I worked at Sunnyside training as a nurse in 1961and worked there for 40 years it is a shame to see its condition now . Congratulations on setting up this site it brings back fond memories to me.
Very interesting to come across this as I am researching some family connections to the hospital, someone who worked as a nurse probably from 1920-1970. He is listed as living at Angus House then Hillside. He was also responsible, along with three others, for the Robbie Burns plaque somewhere in a wall surrounding the hospital. A connected relative seemed to live with him and his wife, whether she was also a patient I don't know. I read today that the site has been bought and will be redeveloped, so I am glad such a beautiful building will not be demolished. If anyone reading thinks they may know something about the people I have referred to above, please get in touch. there are some very interesting "bigger picture" stories.
I was a presenter/producer at Radio Sunnyside for the twenty years, along with my wife Ann - Radio Sunnyside was so special that in 2004 we won the Scottish National Health Service Award. Two programs were special Melody Mixture and Tartan Tonic. We called it radio therapy with a difference, and the difference was that the patients could take part. We formed many good relationships over the years. Our equipment was old, but it did the job
I WORKED THERE FROM 1976 TO 1998 as Nursing As st and loved it had many a good night out at social club events...many stories to tell.Was up looking about 3rd es ago What a shame to see it now.only hope something is done with it before its to late
Worked at Sunnyside from 1981 to 1983 and loved every minute of it, reluctantly left in 83 to return to Aberdeen but have kept contact with many people I became friends with through Sunnyside. Met my husband there when I worked with him in ward 24.Hate to see the state of the hospital these days, it all looks so sad and abandoned, some lovely old buildings just going to waste. Hope something's done with the site soon
I worked at Sunnyside in the kitchen for about 3years, I lived in the nursing home and the only thing that freaked me out was running up from the nursing home to the main buildings at 6 am in winter time, other than that have very fond memories of the place.
Trained here early seventies. Loved it, and have many happy memories of those I worked with, and the many friends I made in the Nurses Home.
I worked in ward 16 as part of my general training in 1980. I loved my time there so much I considered switching courses! I often wonder what happened to the patients from that ward, Many had been incarcerated for many many years, one lady for shop lifting at the age of 14! When I worked there she was almost 50!! Unbelievable now to imagine that was possible. I also remember the tales do staff who worked there post war,... Too unbelievable to write down. It's sad to see the place abandoned.

Saved entries:
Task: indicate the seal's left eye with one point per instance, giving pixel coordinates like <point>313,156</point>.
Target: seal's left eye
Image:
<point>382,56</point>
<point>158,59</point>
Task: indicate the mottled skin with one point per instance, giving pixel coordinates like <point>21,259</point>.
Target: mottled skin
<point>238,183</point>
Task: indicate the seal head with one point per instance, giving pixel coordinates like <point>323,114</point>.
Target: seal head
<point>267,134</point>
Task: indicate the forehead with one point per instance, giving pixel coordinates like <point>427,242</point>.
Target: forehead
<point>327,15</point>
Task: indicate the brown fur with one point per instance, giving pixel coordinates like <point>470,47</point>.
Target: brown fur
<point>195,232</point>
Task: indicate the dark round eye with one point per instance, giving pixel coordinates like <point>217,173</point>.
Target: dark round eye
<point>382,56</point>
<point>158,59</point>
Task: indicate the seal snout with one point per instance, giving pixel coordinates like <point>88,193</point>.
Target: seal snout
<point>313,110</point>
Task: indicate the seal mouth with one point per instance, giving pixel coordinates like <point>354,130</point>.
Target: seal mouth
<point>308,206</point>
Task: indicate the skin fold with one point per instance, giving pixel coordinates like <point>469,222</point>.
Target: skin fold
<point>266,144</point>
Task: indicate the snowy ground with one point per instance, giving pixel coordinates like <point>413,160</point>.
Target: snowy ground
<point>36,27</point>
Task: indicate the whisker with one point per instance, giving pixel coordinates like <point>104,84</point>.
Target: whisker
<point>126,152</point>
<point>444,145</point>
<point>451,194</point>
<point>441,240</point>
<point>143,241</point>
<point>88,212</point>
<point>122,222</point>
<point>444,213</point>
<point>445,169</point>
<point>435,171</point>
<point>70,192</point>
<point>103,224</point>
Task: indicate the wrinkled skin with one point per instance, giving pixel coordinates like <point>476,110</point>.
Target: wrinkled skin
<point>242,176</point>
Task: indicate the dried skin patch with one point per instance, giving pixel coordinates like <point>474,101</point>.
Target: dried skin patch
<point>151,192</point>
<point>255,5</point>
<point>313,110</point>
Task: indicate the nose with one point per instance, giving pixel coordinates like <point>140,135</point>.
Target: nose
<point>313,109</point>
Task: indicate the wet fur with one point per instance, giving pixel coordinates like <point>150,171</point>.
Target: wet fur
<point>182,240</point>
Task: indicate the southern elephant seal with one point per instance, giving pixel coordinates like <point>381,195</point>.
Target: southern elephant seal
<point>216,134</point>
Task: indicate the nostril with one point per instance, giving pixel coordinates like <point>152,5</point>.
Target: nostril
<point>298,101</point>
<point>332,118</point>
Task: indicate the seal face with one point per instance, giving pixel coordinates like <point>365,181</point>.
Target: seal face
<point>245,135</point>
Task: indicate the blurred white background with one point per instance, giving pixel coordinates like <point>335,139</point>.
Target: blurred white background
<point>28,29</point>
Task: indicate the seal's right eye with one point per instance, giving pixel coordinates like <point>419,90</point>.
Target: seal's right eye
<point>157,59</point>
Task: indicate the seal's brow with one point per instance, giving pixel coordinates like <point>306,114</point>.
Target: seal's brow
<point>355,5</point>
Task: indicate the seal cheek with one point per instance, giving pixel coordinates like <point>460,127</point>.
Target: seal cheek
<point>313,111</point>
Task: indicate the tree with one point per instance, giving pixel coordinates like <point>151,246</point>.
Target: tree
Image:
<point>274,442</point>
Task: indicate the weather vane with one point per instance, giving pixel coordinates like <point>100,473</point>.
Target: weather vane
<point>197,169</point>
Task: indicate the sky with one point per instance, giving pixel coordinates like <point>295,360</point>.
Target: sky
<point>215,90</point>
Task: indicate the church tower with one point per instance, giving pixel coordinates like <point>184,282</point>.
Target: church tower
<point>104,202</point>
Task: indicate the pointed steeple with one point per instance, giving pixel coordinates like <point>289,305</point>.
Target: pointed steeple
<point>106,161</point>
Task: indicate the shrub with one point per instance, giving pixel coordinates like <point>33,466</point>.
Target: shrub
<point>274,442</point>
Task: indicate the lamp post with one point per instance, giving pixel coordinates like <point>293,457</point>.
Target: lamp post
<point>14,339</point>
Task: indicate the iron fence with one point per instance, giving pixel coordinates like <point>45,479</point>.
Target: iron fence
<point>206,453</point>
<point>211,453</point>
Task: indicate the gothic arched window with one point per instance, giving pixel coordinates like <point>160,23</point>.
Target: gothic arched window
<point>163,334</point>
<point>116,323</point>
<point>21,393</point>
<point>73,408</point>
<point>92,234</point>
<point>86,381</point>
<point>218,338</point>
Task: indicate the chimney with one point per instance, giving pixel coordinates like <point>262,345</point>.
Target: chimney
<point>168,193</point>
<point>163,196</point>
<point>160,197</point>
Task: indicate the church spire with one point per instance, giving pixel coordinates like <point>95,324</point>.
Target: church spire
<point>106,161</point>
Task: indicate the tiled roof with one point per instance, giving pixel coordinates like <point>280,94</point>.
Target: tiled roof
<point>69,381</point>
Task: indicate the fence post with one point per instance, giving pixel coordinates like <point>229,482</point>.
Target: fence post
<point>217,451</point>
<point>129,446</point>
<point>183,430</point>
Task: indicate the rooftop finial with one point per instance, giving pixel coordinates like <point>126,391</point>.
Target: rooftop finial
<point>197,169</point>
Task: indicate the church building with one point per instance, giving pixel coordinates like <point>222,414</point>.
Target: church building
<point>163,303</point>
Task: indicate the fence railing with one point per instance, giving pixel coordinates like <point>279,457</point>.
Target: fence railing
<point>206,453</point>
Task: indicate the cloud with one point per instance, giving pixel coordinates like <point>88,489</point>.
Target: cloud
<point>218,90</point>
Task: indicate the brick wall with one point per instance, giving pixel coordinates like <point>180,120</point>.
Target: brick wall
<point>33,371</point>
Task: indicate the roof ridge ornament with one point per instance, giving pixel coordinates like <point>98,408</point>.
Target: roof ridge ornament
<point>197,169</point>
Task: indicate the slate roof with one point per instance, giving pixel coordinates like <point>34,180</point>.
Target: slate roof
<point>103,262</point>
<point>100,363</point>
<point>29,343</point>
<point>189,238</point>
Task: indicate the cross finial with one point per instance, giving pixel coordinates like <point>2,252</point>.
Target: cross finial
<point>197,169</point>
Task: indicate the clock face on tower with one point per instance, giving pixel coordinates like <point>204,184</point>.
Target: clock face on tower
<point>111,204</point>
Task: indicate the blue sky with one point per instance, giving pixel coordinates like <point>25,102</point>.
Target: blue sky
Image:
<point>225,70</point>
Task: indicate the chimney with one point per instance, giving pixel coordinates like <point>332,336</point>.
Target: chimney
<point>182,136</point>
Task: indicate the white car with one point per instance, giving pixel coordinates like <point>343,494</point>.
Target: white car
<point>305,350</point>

■ Task statement
Copy the Sunnyside hospital comments between "Trained here early" and "the place abandoned.", inclusive, substituting "ward 18" for "ward 16".

■ Solved problem
Trained here early seventies. Loved it, and have many happy memories of those I worked with, and the many friends I made in the Nurses Home.
I worked in ward 18 as part of my general training in 1980. I loved my time there so much I considered switching courses! I often wonder what happened to the patients from that ward, Many had been incarcerated for many many years, one lady for shop lifting at the age of 14! When I worked there she was almost 50!! Unbelievable now to imagine that was possible. I also remember the tales do staff who worked there post war,... Too unbelievable to write down. It's sad to see the place abandoned.